# [Given entries]
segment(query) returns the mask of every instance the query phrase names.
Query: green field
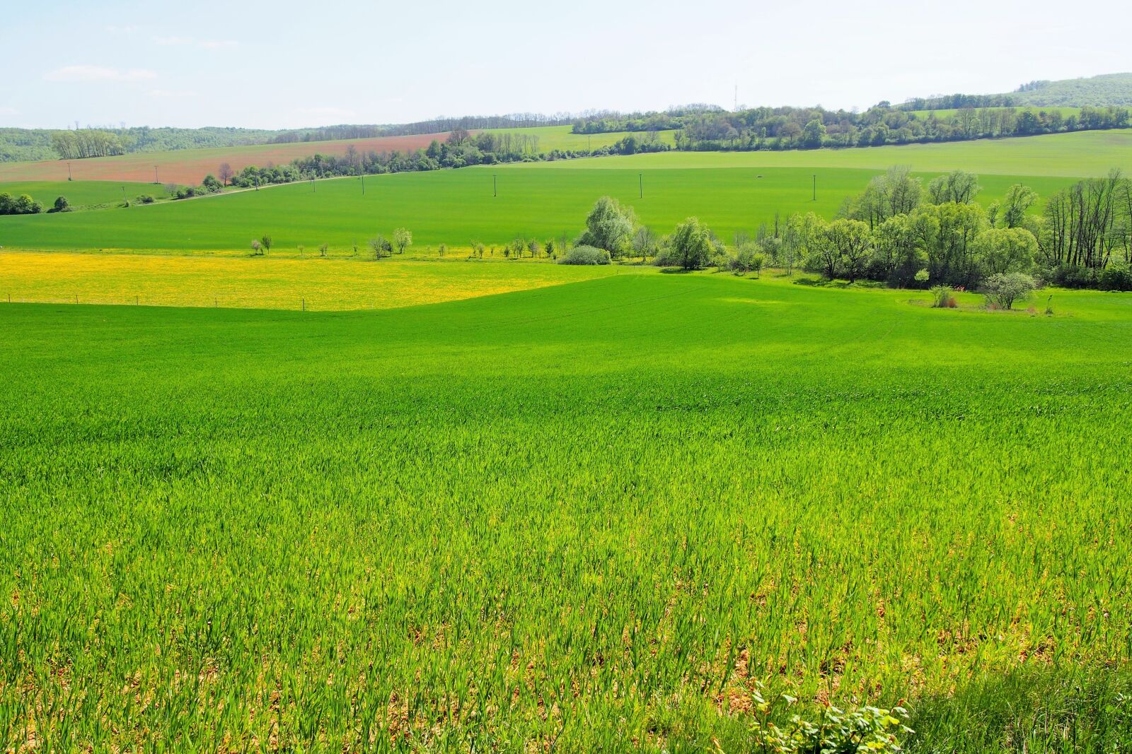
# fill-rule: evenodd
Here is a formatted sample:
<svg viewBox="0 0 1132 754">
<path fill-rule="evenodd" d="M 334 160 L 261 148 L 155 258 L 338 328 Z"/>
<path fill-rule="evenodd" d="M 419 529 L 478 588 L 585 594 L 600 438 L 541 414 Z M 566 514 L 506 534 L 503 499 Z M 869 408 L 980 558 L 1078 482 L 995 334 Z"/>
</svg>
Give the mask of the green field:
<svg viewBox="0 0 1132 754">
<path fill-rule="evenodd" d="M 569 170 L 576 162 L 550 163 Z M 966 170 L 980 175 L 1048 175 L 1086 177 L 1105 175 L 1113 167 L 1132 172 L 1132 129 L 1075 131 L 1010 139 L 979 139 L 945 144 L 909 144 L 851 149 L 786 151 L 678 151 L 586 161 L 586 167 L 606 170 L 687 167 L 840 167 L 884 170 L 911 165 L 918 172 Z M 538 170 L 540 164 L 516 165 Z"/>
<path fill-rule="evenodd" d="M 122 193 L 126 189 L 126 193 Z M 134 201 L 140 194 L 154 199 L 166 199 L 165 187 L 154 183 L 115 183 L 112 181 L 16 181 L 0 183 L 0 192 L 7 191 L 14 197 L 22 193 L 50 209 L 57 197 L 67 197 L 71 207 L 84 209 L 105 205 L 121 205 L 123 196 Z"/>
<path fill-rule="evenodd" d="M 832 216 L 847 196 L 894 164 L 911 165 L 925 181 L 955 168 L 978 173 L 986 202 L 1015 182 L 1046 197 L 1075 177 L 1113 167 L 1132 172 L 1132 130 L 844 150 L 680 151 L 518 163 L 367 176 L 365 196 L 360 180 L 334 179 L 153 207 L 5 217 L 0 245 L 233 251 L 269 233 L 280 251 L 328 243 L 341 252 L 355 242 L 365 248 L 367 239 L 398 226 L 413 231 L 418 249 L 466 246 L 473 240 L 503 244 L 516 236 L 573 237 L 585 210 L 603 194 L 632 205 L 661 233 L 697 215 L 729 240 L 737 229 L 773 223 L 775 213 Z M 0 190 L 8 185 L 14 184 L 0 183 Z M 100 196 L 113 194 L 113 189 L 106 191 Z"/>
<path fill-rule="evenodd" d="M 534 128 L 487 129 L 491 133 L 516 133 L 539 138 L 539 151 L 552 149 L 599 149 L 620 141 L 627 136 L 644 139 L 642 132 L 616 131 L 611 133 L 572 133 L 572 125 L 540 125 Z M 668 145 L 676 144 L 676 131 L 658 131 L 660 140 Z"/>
<path fill-rule="evenodd" d="M 1013 110 L 1014 112 L 1018 112 L 1018 113 L 1022 112 L 1023 110 L 1032 110 L 1034 112 L 1045 112 L 1045 113 L 1052 113 L 1052 112 L 1057 111 L 1057 112 L 1061 112 L 1061 114 L 1064 118 L 1069 118 L 1070 115 L 1080 115 L 1081 114 L 1081 109 L 1080 107 L 1036 107 L 1036 106 L 1032 106 L 1032 105 L 1020 105 L 1018 107 L 976 107 L 975 110 L 976 111 L 979 111 L 979 110 Z M 938 119 L 942 120 L 942 119 L 945 119 L 945 118 L 953 118 L 954 115 L 959 114 L 959 112 L 960 111 L 958 109 L 952 107 L 952 109 L 949 109 L 949 110 L 909 110 L 908 114 L 909 115 L 916 115 L 916 118 L 918 118 L 920 120 L 926 120 L 928 115 L 931 115 L 931 114 L 934 113 L 936 118 L 938 118 Z"/>
<path fill-rule="evenodd" d="M 2 304 L 0 738 L 745 752 L 764 682 L 1121 751 L 1132 297 L 918 295 Z"/>
<path fill-rule="evenodd" d="M 645 155 L 648 157 L 649 155 Z M 664 154 L 669 159 L 684 155 Z M 844 168 L 661 168 L 642 161 L 640 170 L 606 167 L 616 158 L 563 163 L 563 170 L 497 167 L 397 173 L 320 181 L 245 191 L 151 207 L 100 213 L 0 218 L 0 245 L 60 250 L 245 251 L 251 239 L 269 233 L 276 252 L 323 243 L 337 252 L 394 227 L 413 231 L 418 246 L 466 246 L 478 240 L 504 244 L 512 239 L 573 239 L 586 210 L 603 194 L 632 205 L 640 218 L 661 233 L 698 215 L 724 240 L 736 229 L 754 232 L 795 211 L 832 216 L 849 194 L 861 191 L 874 170 Z M 662 163 L 661 163 L 662 164 Z M 643 173 L 644 198 L 640 198 Z M 813 176 L 818 199 L 813 201 Z M 498 197 L 492 196 L 496 175 Z M 933 174 L 925 174 L 931 179 Z M 1022 181 L 1043 196 L 1065 179 L 984 175 L 986 201 L 1001 198 Z"/>
</svg>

# [Problem requirements]
Convert the listing into a numbered list, one line per item and no blank lines, from its first line up to and including the line with "569 170 L 576". Leave the pictures out.

# [Answer for this exercise]
1. segment(query) returns the mask of every instance the query phrase names.
2. Query: green field
3. # fill-rule: evenodd
4. Here is a formatted sample:
5. <svg viewBox="0 0 1132 754">
6. <path fill-rule="evenodd" d="M 334 160 L 261 148 L 155 258 L 338 328 Z"/>
7. <path fill-rule="evenodd" d="M 419 529 L 478 588 L 585 594 L 600 438 L 541 414 Z M 566 514 L 506 534 L 503 499 Z M 869 408 L 980 558 L 1078 482 L 995 334 Z"/>
8. </svg>
9. Give the mask of the green field:
10. <svg viewBox="0 0 1132 754">
11. <path fill-rule="evenodd" d="M 569 170 L 576 162 L 550 163 Z M 966 170 L 980 175 L 1048 175 L 1086 177 L 1105 175 L 1113 167 L 1132 172 L 1132 129 L 1075 131 L 1010 139 L 979 139 L 945 144 L 909 144 L 851 149 L 786 151 L 678 151 L 586 161 L 586 167 L 606 170 L 687 167 L 840 167 L 884 170 L 911 165 L 918 172 Z M 538 170 L 540 164 L 516 165 Z"/>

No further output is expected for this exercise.